Skip the pictures. Repeat everything else in the records word for word.

**Information provided:**

= = =

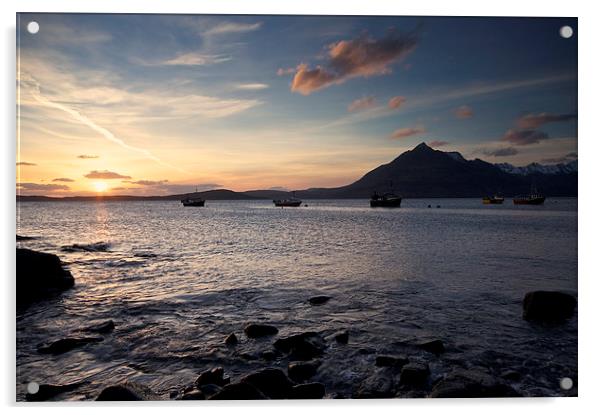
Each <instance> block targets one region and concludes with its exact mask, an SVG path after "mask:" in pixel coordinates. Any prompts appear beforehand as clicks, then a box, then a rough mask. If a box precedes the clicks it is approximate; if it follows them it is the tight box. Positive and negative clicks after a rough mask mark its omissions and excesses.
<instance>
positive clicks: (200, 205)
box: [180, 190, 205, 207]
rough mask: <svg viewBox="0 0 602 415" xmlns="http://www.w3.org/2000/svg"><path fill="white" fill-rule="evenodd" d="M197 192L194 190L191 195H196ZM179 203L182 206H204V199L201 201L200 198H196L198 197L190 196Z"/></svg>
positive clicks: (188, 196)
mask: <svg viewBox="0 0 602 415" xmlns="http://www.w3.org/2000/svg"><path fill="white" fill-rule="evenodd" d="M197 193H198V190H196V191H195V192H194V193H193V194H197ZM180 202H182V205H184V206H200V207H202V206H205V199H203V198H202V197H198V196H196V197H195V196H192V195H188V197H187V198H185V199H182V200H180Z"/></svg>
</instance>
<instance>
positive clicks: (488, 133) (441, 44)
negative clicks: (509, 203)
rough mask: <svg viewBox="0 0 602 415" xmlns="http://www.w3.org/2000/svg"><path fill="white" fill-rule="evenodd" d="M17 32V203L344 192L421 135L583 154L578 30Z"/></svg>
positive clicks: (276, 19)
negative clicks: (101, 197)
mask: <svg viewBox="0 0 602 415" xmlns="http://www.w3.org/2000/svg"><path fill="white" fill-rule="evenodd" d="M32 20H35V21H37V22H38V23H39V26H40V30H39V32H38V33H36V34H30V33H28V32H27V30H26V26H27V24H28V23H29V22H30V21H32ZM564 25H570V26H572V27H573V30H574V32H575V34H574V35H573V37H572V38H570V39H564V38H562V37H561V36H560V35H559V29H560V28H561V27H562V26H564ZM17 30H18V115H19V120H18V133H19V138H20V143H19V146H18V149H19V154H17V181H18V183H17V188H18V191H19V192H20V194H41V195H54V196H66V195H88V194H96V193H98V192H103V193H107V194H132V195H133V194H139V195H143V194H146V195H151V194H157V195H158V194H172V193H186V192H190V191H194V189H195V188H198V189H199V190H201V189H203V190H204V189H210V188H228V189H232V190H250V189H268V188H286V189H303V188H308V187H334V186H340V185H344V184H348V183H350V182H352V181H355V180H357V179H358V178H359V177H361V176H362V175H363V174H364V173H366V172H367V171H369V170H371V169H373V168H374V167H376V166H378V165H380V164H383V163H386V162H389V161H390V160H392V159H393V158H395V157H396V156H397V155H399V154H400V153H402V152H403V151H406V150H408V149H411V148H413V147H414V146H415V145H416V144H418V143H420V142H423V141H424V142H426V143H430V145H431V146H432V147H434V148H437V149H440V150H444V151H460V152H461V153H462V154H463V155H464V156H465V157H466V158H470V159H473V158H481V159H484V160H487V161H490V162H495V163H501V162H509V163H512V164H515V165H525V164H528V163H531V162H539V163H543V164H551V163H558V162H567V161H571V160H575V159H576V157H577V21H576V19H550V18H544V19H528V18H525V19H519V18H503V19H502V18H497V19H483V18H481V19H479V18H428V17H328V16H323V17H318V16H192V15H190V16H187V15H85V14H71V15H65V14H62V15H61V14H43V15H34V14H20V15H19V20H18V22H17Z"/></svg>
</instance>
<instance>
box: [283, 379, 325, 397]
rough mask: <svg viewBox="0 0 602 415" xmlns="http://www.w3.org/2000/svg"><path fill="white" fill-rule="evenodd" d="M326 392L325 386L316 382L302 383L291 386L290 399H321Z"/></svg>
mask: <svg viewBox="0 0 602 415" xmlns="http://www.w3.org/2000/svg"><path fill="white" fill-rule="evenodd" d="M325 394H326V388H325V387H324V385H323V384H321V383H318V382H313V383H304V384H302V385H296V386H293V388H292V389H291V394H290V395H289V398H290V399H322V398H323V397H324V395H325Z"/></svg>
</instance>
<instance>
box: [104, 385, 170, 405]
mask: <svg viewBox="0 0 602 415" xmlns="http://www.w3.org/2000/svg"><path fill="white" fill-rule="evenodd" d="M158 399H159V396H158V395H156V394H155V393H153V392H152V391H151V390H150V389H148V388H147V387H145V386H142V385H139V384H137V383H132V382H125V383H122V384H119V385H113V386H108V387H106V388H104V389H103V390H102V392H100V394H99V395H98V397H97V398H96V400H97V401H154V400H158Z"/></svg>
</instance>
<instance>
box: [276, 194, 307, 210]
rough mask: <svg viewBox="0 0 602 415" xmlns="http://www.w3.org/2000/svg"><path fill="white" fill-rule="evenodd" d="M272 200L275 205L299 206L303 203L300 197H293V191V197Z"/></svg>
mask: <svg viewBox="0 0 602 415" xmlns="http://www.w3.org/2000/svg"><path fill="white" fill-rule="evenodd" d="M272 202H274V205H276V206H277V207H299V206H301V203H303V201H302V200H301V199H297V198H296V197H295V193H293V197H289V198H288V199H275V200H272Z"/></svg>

= = =

**Reply:**
Each <instance> block targets one region and concludes with its exact mask, an SVG path after "mask:" in pixel coordinates. Any prompts appear beforehand as clicks, then a box, then a rough mask. If a box precedes the clicks it is approximate; if it follows them it is the tight box. Positive and negative clicks after a rough mask mark its omissions and excesses.
<instance>
positive clicks: (200, 205)
box: [180, 190, 205, 207]
rough mask: <svg viewBox="0 0 602 415" xmlns="http://www.w3.org/2000/svg"><path fill="white" fill-rule="evenodd" d="M197 192L194 190L191 195H196ZM179 203L182 206H204V199L201 201L200 198H196L198 197L190 196Z"/></svg>
positive clicks: (188, 196)
mask: <svg viewBox="0 0 602 415" xmlns="http://www.w3.org/2000/svg"><path fill="white" fill-rule="evenodd" d="M197 193H198V190H196V191H195V192H194V193H193V194H197ZM180 202H182V205H184V206H200V207H202V206H205V199H203V198H202V197H198V196H196V197H195V196H192V195H188V197H187V198H185V199H182V200H180Z"/></svg>
</instance>
<instance>
positive clicks: (488, 133) (441, 44)
negative clicks: (509, 203)
rough mask: <svg viewBox="0 0 602 415" xmlns="http://www.w3.org/2000/svg"><path fill="white" fill-rule="evenodd" d="M17 32V203L344 192L421 135L583 154L578 30Z"/></svg>
positive clicks: (276, 19)
negative clicks: (101, 197)
mask: <svg viewBox="0 0 602 415" xmlns="http://www.w3.org/2000/svg"><path fill="white" fill-rule="evenodd" d="M32 20H35V21H37V22H38V23H39V26H40V30H39V32H38V33H36V34H30V33H28V32H27V30H26V26H27V24H28V23H29V22H30V21H32ZM564 25H570V26H572V27H573V30H574V32H575V34H574V35H573V37H572V38H570V39H564V38H562V37H561V36H560V35H559V29H560V28H561V27H562V26H564ZM17 30H18V115H19V120H18V133H19V138H20V143H19V146H18V149H19V154H17V181H18V183H17V188H18V191H19V192H20V194H41V195H54V196H66V195H88V194H96V193H98V192H103V193H107V194H132V195H133V194H139V195H143V194H146V195H151V194H157V195H158V194H172V193H186V192H190V191H194V189H195V188H198V189H199V190H201V189H203V190H204V189H210V188H228V189H232V190H250V189H268V188H286V189H303V188H308V187H334V186H340V185H344V184H348V183H350V182H352V181H355V180H357V179H358V178H359V177H361V176H362V175H363V174H364V173H366V172H367V171H369V170H371V169H373V168H374V167H376V166H378V165H380V164H383V163H386V162H389V161H390V160H392V159H393V158H395V157H396V156H397V155H399V154H400V153H402V152H403V151H406V150H408V149H411V148H413V147H414V146H415V145H416V144H418V143H420V142H423V141H424V142H426V143H430V145H431V146H432V147H434V148H437V149H440V150H444V151H460V152H461V153H462V154H463V155H464V156H465V157H466V158H470V159H473V158H481V159H484V160H487V161H490V162H495V163H501V162H509V163H512V164H515V165H525V164H528V163H531V162H539V163H543V164H551V163H558V162H567V161H571V160H575V159H576V157H577V21H576V19H550V18H544V19H528V18H525V19H519V18H503V19H502V18H497V19H483V18H481V19H479V18H428V17H328V16H323V17H318V16H192V15H190V16H187V15H85V14H71V15H65V14H62V15H61V14H43V15H34V14H20V15H19V20H18V22H17Z"/></svg>
</instance>
<instance>
box: [283, 379, 325, 397]
rough mask: <svg viewBox="0 0 602 415" xmlns="http://www.w3.org/2000/svg"><path fill="white" fill-rule="evenodd" d="M326 392L325 386L316 382L302 383L291 386L290 399H321Z"/></svg>
mask: <svg viewBox="0 0 602 415" xmlns="http://www.w3.org/2000/svg"><path fill="white" fill-rule="evenodd" d="M325 394H326V388H325V387H324V385H323V384H321V383H318V382H313V383H304V384H302V385H296V386H293V388H292V389H291V394H290V395H289V398H290V399H322V398H323V397H324V395H325Z"/></svg>
</instance>
<instance>
box: [104, 385, 170, 405]
mask: <svg viewBox="0 0 602 415" xmlns="http://www.w3.org/2000/svg"><path fill="white" fill-rule="evenodd" d="M158 399H159V396H158V395H156V394H155V393H153V392H152V391H151V390H150V389H148V388H147V387H145V386H142V385H139V384H137V383H132V382H125V383H122V384H119V385H113V386H108V387H106V388H104V389H103V390H102V392H100V394H99V395H98V397H97V398H96V400H97V401H154V400H158Z"/></svg>
</instance>
<instance>
box: [276, 194, 307, 210]
rough mask: <svg viewBox="0 0 602 415" xmlns="http://www.w3.org/2000/svg"><path fill="white" fill-rule="evenodd" d="M272 200L275 205L299 206L303 203L300 197H293V191V197Z"/></svg>
mask: <svg viewBox="0 0 602 415" xmlns="http://www.w3.org/2000/svg"><path fill="white" fill-rule="evenodd" d="M272 202H274V205H276V206H277V207H299V206H301V203H303V201H302V200H301V199H297V198H296V197H295V193H293V197H289V198H288V199H275V200H272Z"/></svg>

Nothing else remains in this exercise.